Задание:
Замените в отрывке со стихами Есенина «подвалы» на «погреба» и приведите этот отрывок от «Стремясь догнать стальную» до «через стихотворные строчки.».

Фрагмент текста:
Я человек не новый, что скрывать!
Остался в прошлом я одной ногою.
Стремясь догнать стальную рать,
Скольжу и падаю другою.

Эти строки Есенина я с горечью относил к себе. Я постоянно «скользил и падал» при всякой моей попытке отказаться ради суровой простоты строителя коммунизма от всего непонятного, скорбного и ранящего душу, чем так богата наша жизнь. И, в конце концов, я оказывался снова погружённым в её сложность, и во мне росли чувства и вопросы, которых не полагается иметь настоящему коммунисту. Я презирал себя за эту «интеллигентщину», но избавиться от неё не умел. Все непонятные и незаконные, как мне представлялось, чувства, все разрушительные вопросы загонялись в подвалы моей души и томились там какое-то время, а затем выбирались всё-таки на поверхность сознания, в основном — через стихотворные строчки.

Исходные данные:
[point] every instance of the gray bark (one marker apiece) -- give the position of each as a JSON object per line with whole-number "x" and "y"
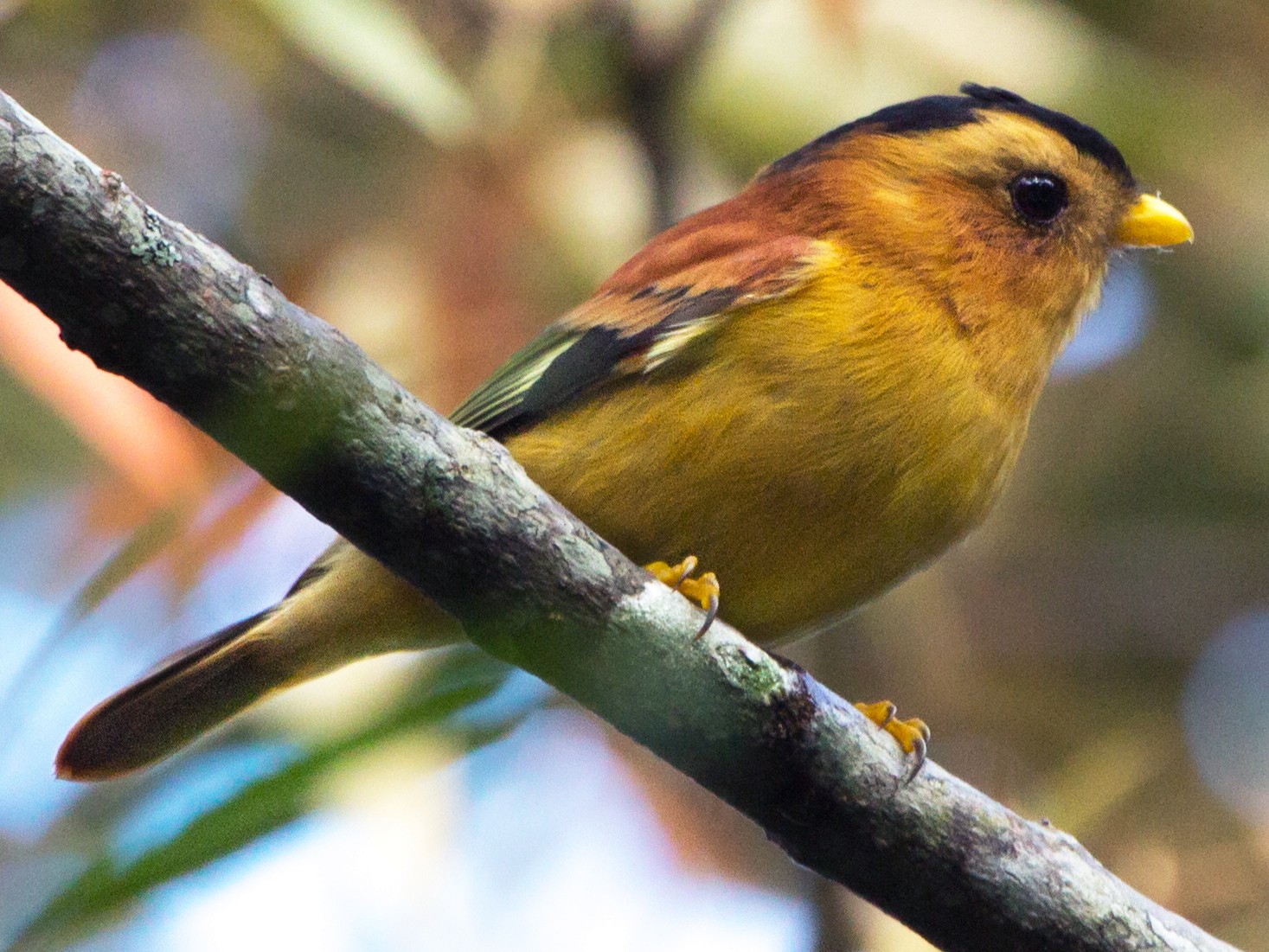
{"x": 450, "y": 511}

Ответ к заданию:
Стремясь догнать стальную рать,
Скольжу и падаю другою.

Эти строки Есенина я с горечью относил к себе. Я постоянно «скользил и падал» при всякой моей попытке отказаться ради суровой простоты строителя коммунизма от всего непонятного, скорбного и ранящего душу, чем так богата наша жизнь. И, в конце концов, я оказывался снова погружённым в её сложность, и во мне росли чувства и вопросы, которых не полагается иметь настоящему коммунисту. Я презирал себя за эту «интеллигентщину», но избавиться от неё не умел. Все непонятные и незаконные, как мне представлялось, чувства, все разрушительные вопросы загонялись в погреба моей души и томились там какое-то время, а затем выбирались всё-таки на поверхность сознания, в основном — через стихотворные строчки.